• To-do list:
(1) In the article on Carla Bruni's corruption charges, list every person whose age is given, along with that age.
(2) Continue the article on Carla Bruni's corruption charges from its last paragraph.

• Passage to read:

>> Begin

France's former First Lady, CARLA BRUNI, charged with corruption offences

 


Wednesday, July 10, 2024 - Former French first lady and supermodel, Carla Bruni has been charged with corruption offences.

The 56-year-old is alleged to have been involved in a criminal conspiracy to 'whitewash' her husband, former President Nicolas Sarkozy, 69, over allegations that he accepted millions in cash from the late Libyan dictator,  Muammar Gaddafi.

After being questioned by examining magistrates on Tuesday evening,  a judicial source in Paris said she was being prosecuted July 9, about 'witness tampering and fraud in an organised gang'.

Both extremely serious offences are punishable by up to 10 years, with sentences going up to 20 with aggravating circumstances such as gang membership.

In particular, Bruni is accused of being part of a £4million campaign dubbed 'Operation Save Sarko' – a complex and illegal plan to try and keep Sarkozy, who is already a convicted criminal, out of a jail cell.

Bruni was 'placed under judicial supervision and banned from contacting all those involved in the case' apart from her husband, the source told the AFP news agency.

The bail conditions will be in place right up until Bruni appears before in a criminal trial.

Bruni is a close friend of Mimi Marchand, a French media fixer who has been placed under formal investigation for 'witness tampering' and 'criminal corruption' in the same case.

Marchand, 77 and nicknamed 'The Paparazzi Queen', is accused of paying former French-Lebanese arms dealer Ziad Takieddine, 74, to drop a sworn testament that he arranged for millions of dollars from Colonel Gaddafi to be paid to Sarkozy.

During an interview which was published in Paris Match magazine four years ago, Takieddine withdrew his claim that suitcases stuffed with cash had been delivered to Sarkozy's colleagues.

>> End

• Extracted information:
>> Begin

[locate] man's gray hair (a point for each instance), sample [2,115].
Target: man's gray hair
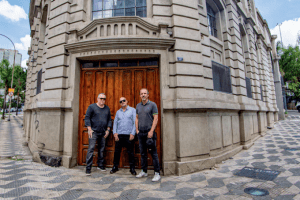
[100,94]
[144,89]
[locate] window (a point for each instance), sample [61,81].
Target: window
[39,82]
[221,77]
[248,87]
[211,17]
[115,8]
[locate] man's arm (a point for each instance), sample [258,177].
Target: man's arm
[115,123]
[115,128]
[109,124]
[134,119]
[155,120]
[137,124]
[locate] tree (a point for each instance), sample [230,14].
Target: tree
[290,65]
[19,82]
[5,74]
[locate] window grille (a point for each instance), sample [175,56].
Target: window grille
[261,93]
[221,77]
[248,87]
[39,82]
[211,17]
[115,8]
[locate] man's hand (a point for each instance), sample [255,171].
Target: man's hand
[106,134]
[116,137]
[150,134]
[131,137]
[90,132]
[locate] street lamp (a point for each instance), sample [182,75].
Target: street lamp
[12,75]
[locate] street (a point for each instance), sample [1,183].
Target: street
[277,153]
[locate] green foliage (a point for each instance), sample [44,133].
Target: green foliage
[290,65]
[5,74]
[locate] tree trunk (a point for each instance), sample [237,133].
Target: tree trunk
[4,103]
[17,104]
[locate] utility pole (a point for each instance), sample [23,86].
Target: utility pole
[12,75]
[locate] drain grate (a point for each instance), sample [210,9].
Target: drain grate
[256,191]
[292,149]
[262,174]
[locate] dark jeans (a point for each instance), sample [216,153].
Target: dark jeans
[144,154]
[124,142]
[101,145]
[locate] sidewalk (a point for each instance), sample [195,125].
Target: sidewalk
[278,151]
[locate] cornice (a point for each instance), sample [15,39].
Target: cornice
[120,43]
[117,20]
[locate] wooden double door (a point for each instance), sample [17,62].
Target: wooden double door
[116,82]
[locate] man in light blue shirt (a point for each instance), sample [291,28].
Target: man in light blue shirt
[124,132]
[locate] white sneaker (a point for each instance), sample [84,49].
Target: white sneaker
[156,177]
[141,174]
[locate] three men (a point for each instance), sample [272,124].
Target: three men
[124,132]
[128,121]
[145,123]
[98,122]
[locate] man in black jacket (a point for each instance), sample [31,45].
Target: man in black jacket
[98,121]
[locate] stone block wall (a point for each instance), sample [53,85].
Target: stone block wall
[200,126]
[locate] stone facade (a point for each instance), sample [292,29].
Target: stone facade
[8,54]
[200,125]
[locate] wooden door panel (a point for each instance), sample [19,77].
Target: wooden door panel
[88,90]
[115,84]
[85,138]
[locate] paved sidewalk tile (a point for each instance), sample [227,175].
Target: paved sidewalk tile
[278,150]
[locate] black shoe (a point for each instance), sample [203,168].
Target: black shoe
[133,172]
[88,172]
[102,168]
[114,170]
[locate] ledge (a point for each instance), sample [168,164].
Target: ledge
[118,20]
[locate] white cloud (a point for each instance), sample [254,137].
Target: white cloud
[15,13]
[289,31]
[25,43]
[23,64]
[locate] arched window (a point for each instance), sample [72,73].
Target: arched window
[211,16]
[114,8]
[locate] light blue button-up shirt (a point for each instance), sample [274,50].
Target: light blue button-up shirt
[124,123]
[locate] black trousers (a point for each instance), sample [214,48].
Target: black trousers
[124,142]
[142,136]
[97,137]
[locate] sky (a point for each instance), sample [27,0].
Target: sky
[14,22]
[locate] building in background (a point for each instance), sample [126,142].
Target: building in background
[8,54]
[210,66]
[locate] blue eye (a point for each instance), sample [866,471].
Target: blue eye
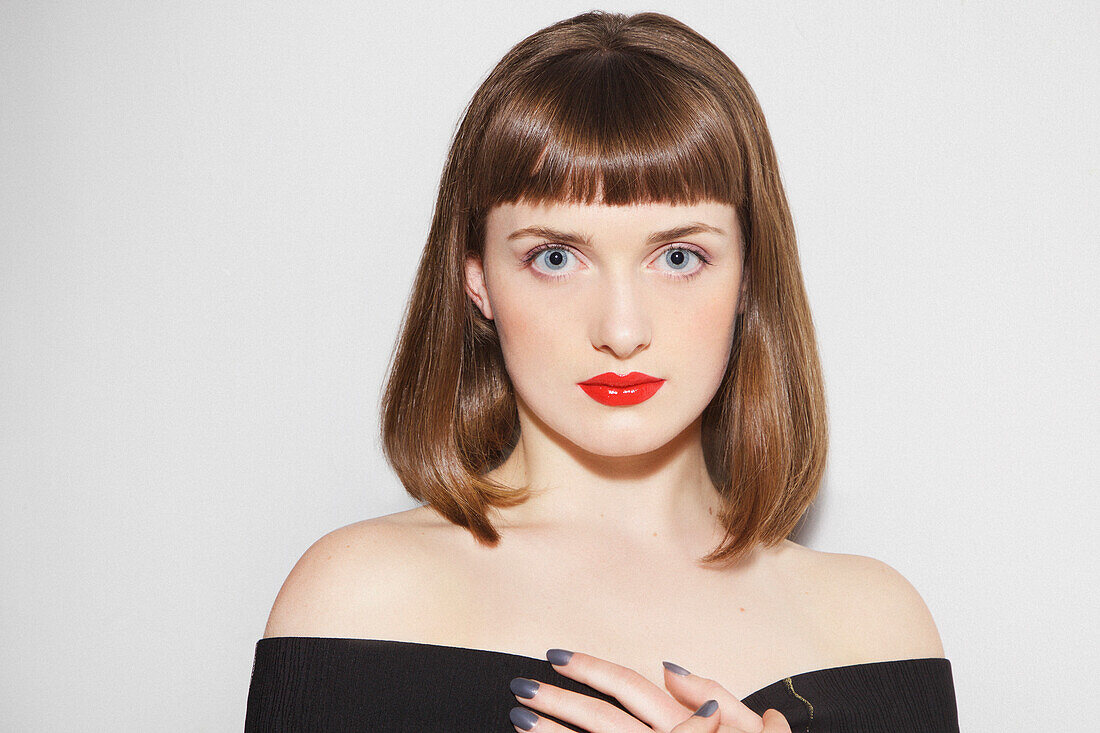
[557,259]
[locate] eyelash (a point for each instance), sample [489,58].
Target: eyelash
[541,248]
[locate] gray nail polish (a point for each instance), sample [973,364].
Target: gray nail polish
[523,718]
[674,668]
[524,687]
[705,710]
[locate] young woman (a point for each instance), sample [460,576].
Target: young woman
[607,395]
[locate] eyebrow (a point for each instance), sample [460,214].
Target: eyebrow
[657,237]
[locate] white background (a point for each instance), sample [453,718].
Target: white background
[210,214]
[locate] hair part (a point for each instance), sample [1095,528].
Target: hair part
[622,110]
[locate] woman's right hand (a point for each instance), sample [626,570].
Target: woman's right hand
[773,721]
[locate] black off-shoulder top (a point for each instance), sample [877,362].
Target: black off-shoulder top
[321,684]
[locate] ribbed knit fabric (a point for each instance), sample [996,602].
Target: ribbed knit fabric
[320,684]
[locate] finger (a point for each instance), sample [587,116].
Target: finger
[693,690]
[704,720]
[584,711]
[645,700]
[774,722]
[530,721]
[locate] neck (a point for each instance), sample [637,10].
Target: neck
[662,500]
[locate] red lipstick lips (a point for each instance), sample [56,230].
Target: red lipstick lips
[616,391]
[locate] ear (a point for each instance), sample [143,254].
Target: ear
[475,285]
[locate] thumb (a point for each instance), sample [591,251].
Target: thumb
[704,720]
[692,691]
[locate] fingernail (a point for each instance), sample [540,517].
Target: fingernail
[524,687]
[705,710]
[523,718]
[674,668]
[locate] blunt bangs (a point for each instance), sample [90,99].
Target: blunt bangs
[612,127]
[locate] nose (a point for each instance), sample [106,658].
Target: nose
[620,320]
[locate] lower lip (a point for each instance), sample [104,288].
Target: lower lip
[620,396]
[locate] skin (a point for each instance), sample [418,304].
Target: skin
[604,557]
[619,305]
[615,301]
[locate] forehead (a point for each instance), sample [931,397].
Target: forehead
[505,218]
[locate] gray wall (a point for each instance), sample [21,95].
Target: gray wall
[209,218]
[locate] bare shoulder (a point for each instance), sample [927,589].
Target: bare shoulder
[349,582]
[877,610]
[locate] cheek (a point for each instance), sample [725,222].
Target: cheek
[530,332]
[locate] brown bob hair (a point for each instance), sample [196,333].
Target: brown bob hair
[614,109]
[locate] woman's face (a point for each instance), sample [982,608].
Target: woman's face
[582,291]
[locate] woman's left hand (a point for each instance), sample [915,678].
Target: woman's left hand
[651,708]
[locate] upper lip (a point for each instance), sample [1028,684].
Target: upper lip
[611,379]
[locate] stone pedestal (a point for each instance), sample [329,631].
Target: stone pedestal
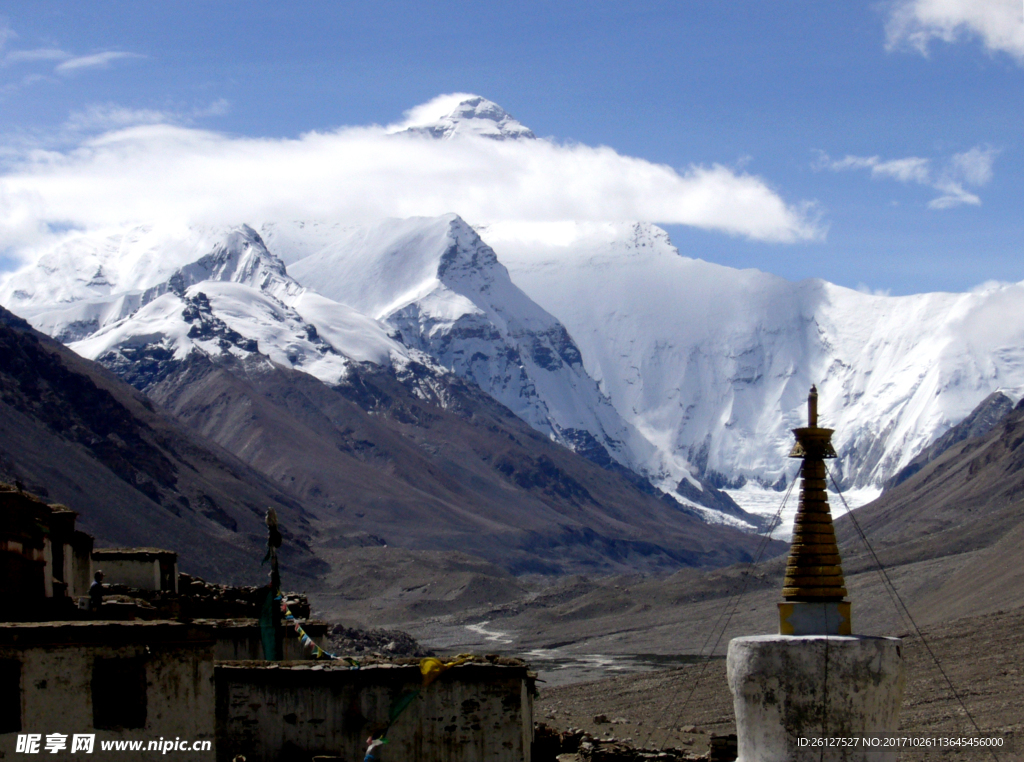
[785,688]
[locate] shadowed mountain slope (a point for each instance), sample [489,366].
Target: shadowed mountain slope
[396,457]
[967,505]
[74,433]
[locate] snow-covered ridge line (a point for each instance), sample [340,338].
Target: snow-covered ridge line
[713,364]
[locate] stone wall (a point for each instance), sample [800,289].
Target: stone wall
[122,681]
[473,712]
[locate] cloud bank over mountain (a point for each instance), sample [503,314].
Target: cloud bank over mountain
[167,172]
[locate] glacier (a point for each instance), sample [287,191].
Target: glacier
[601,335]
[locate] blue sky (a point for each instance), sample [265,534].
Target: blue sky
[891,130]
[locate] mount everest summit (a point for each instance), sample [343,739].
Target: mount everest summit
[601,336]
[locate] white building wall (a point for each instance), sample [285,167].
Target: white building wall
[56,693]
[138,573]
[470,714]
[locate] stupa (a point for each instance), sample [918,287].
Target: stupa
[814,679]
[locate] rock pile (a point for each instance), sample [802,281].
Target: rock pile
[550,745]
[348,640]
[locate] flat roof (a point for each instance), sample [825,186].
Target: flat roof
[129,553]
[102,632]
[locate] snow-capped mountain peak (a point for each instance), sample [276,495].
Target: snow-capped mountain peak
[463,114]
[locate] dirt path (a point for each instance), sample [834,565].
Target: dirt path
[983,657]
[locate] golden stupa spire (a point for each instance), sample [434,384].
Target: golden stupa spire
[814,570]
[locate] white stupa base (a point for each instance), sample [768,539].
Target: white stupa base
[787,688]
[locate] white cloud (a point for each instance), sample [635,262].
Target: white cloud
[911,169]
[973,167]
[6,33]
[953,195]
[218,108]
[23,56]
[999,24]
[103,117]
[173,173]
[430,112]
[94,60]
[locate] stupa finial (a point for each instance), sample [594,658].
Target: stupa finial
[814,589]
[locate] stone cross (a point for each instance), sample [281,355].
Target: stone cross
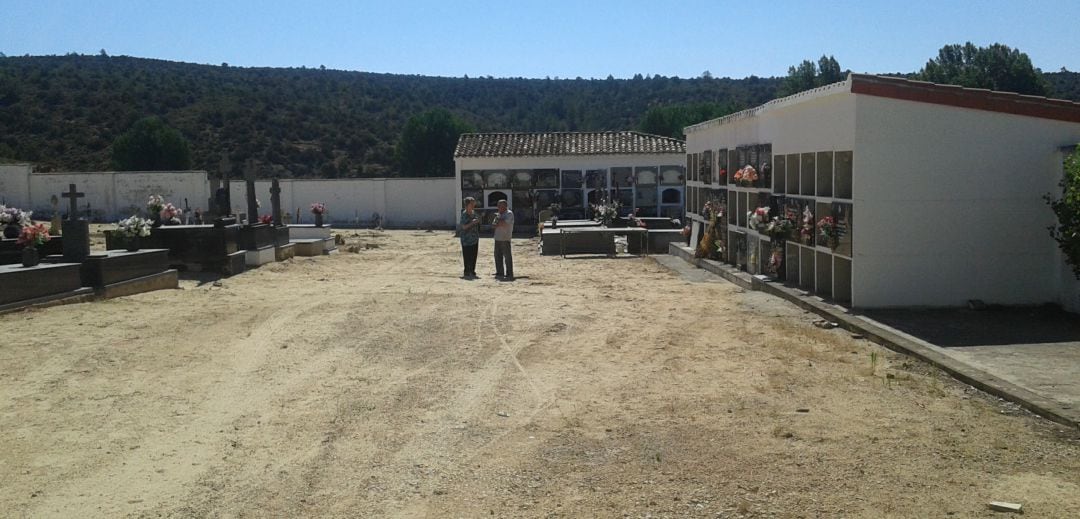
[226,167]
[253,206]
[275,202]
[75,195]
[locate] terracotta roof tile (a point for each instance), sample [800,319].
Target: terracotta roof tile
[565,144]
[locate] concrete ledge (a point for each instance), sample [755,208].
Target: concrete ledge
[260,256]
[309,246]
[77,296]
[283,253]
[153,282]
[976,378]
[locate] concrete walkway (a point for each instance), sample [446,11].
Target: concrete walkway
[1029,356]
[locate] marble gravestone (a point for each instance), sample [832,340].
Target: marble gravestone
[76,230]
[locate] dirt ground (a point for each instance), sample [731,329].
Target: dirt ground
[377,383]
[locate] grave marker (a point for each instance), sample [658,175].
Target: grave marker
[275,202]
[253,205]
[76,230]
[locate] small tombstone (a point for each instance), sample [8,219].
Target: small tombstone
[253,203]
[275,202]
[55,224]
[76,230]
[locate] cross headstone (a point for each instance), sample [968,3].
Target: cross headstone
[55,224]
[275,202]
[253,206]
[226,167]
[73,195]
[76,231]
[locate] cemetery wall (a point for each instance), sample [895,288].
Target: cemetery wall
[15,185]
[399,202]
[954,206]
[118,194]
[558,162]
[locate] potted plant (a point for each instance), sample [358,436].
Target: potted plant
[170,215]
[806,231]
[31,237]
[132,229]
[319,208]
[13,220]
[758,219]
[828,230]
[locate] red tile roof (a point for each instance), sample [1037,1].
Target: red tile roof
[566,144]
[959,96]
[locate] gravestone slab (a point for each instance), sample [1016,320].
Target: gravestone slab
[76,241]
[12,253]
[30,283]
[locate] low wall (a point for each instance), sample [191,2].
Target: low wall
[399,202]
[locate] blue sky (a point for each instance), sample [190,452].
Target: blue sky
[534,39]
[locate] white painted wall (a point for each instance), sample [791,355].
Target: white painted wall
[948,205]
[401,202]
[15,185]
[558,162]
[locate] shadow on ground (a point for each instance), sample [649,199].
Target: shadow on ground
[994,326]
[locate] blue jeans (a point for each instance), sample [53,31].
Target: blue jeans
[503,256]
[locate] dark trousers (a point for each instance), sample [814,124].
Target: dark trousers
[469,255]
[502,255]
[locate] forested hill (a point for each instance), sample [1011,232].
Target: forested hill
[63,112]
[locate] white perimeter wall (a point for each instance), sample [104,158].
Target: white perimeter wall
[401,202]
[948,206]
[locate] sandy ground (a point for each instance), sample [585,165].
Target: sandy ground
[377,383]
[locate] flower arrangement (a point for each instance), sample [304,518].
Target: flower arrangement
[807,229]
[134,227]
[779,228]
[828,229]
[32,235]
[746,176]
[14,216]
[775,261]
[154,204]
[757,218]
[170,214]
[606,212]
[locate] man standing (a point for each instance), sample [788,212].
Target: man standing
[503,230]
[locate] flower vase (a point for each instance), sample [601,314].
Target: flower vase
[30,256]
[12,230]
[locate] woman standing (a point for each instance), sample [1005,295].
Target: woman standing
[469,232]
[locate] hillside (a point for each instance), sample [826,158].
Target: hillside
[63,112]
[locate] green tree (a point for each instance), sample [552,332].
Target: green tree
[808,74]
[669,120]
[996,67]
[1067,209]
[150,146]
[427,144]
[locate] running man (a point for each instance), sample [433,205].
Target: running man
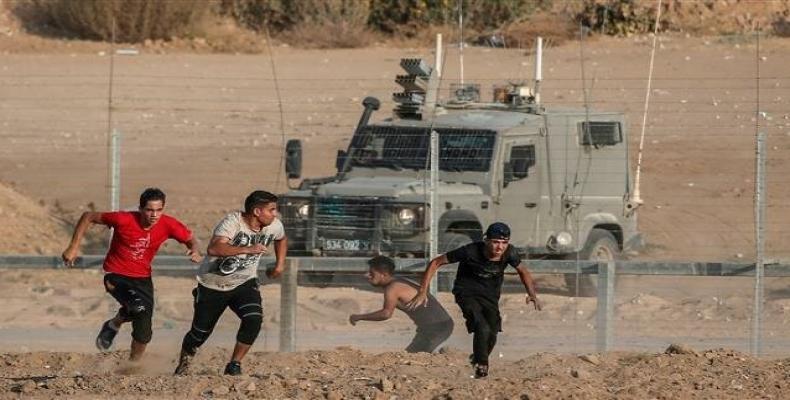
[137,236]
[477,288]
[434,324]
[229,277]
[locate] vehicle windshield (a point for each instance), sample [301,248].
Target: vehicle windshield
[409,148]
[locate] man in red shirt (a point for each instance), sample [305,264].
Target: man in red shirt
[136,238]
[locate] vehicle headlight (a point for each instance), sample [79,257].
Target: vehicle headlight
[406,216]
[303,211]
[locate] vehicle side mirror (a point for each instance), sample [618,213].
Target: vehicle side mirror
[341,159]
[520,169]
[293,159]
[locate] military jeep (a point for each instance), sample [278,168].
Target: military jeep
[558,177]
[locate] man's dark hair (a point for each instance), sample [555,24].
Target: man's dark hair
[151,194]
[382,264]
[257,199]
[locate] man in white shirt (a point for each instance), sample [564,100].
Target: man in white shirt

>> End

• Responses per task:
(1) Carla Bruni, 56; Nicolas Sarkozy, 69; Mimi Marchand, 77; Ziad Takieddine, 74

(2)
The money was used to fund the 2007 election campaign that saw Sarkozy win his one and only term in office as President of France, it was alleged.

Sarkozy used the 2020 interview to falsely claim that he had been cleared because 'the truth is out'.

But Marchand,  who also denies any wrongdoing is said by prosecutors to have offered Takieddine inducements to change his story.

The case involving Bruni is dubbed 'Operation Save Sarko', and is running in tandem with the Libyan funding case, in which Sarkozy has already been indicted.

Takieddine is said to have received the equivalent of up to £4million to 'change his story,' according to prosecution claims.

Bruni has continually denied any involvement in 'Operation Save Sarko,' saying she tries to avoid legal cases involving her husband, who has two criminal convictions to date.

She has previously said: 'When people talk to me about it, it puts me in a situation of anger and indignation which does not help my husband.'

Bruni added: 'I don't have the beginnings of the slightest curiosity about my husband's affairs.'

But detectives claim that Bruni deleted all of the messages she had exchanged with Marchand on the encrypted Signal app, before Marchand's indictment in June 2021.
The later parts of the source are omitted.